### Problem
From the airport transformation text below, list every organization whose name includes the word "Company."

### Extract provided
▼
Saudi Minister of Transport and Logistics Services Saleh al-Jasser during the ceremony (Asharq Al-Awsat)
Saudi Minister of Transport and Logistics Services Saleh al-Jasser during the ceremony (Asharq Al-Awsat)

Saudi Arabia has completed the institutional transformation of its airports towards improving the passenger experience aiming to become among the most competitive airports in the world.

The General Authority of Civil Aviation (GACA) and Matarat Holding Company announced the completion of the institutional transformation of 25 of the Kingdom's airports and launched "Jeddah Airports Company" and the 2nd Assembly Company.

During the ceremony, the Minister of Transport and Logistics Services, Saleh al-Jasser, highlighted the importance of the institutional transformation of the Kingdom's airports as an essential step in supporting the plans of the Ministry and the civil aviation sector to advance the Kingdom's airports and enhance their role in supporting the national economy.
▲
### Record excerpts
▼
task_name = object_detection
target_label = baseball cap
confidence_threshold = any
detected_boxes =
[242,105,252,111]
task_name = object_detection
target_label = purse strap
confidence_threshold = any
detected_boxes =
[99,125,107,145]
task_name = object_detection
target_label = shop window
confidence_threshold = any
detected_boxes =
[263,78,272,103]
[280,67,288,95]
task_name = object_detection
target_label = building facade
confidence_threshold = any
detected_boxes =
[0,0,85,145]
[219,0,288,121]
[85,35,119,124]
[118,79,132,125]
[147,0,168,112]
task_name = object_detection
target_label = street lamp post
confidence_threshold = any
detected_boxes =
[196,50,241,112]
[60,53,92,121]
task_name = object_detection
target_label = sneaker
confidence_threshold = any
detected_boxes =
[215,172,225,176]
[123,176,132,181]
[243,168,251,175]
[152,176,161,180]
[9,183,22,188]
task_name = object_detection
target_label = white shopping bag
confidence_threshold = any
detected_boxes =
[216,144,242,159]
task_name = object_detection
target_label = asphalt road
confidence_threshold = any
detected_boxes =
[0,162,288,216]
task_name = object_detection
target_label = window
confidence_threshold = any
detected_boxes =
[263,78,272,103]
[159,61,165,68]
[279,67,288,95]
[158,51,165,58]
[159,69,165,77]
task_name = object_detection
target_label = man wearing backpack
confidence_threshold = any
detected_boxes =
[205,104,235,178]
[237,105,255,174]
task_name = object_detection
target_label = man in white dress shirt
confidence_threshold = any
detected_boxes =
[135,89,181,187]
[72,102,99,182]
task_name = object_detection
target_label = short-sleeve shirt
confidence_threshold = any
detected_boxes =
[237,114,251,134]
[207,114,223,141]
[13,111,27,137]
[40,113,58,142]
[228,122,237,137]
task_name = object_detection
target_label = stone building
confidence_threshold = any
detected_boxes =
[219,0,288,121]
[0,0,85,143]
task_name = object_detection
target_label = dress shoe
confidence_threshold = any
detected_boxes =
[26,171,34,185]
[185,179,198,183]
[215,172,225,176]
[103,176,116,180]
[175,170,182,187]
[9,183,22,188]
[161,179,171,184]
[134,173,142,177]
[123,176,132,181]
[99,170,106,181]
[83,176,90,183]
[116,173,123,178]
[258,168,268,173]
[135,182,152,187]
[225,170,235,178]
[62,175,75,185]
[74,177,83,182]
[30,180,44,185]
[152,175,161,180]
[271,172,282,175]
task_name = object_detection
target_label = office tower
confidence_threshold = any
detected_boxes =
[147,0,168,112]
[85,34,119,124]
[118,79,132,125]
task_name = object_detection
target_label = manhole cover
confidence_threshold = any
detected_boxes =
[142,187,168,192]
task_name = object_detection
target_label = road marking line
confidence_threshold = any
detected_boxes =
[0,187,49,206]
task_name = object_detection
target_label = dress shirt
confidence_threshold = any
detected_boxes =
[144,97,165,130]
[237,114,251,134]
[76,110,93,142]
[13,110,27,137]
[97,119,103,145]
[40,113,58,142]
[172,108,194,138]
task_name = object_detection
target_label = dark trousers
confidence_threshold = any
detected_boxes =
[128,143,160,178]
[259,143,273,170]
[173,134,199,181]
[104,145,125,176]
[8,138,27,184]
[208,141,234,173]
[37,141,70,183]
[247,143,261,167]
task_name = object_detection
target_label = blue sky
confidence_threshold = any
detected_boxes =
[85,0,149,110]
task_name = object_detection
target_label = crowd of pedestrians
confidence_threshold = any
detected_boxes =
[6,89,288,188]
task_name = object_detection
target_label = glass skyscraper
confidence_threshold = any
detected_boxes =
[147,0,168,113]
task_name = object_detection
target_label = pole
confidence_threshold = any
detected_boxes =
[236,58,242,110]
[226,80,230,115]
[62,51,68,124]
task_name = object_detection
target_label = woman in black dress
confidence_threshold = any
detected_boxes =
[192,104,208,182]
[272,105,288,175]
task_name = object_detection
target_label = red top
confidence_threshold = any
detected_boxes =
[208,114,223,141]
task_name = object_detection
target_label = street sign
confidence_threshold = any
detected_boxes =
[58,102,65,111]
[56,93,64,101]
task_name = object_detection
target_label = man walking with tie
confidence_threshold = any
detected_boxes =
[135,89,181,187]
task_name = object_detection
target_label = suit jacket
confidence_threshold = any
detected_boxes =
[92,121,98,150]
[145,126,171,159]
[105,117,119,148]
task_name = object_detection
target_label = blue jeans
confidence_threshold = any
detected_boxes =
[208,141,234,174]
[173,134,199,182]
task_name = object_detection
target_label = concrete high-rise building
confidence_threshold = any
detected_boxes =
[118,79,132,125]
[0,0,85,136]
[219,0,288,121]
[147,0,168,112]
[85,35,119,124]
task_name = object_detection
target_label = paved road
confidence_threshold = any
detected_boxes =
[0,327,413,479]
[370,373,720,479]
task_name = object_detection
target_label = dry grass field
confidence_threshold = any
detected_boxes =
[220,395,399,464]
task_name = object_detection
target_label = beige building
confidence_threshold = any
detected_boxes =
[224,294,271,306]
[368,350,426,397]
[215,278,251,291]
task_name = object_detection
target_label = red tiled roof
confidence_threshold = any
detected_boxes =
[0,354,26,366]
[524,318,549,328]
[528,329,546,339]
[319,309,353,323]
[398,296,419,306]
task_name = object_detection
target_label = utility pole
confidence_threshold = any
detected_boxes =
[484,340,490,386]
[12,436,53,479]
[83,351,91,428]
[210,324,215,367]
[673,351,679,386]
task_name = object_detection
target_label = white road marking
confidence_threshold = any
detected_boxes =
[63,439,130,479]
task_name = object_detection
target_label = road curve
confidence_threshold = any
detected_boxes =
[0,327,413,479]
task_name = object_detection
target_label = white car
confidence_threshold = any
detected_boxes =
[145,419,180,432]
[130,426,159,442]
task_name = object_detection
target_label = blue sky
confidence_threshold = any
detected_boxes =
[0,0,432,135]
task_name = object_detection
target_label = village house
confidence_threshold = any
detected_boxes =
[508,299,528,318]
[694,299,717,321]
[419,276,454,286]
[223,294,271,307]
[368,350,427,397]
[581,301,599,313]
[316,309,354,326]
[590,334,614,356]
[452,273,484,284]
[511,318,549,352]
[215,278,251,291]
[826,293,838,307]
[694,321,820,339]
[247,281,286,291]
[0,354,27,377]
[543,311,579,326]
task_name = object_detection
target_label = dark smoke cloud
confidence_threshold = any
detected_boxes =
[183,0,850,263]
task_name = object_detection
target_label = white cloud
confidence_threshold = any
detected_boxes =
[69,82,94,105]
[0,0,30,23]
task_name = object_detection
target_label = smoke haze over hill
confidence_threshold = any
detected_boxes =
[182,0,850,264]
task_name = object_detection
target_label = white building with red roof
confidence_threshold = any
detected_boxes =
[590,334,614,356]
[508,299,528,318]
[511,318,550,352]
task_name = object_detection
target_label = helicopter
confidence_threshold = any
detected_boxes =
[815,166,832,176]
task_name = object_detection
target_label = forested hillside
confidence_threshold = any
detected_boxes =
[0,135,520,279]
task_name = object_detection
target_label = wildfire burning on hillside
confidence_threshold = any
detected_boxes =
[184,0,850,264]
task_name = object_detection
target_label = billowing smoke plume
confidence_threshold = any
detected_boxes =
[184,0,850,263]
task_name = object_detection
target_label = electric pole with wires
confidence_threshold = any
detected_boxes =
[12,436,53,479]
▲
### Answer below
Matarat Holding Company
Jeddah Airports Company
2nd Assembly Company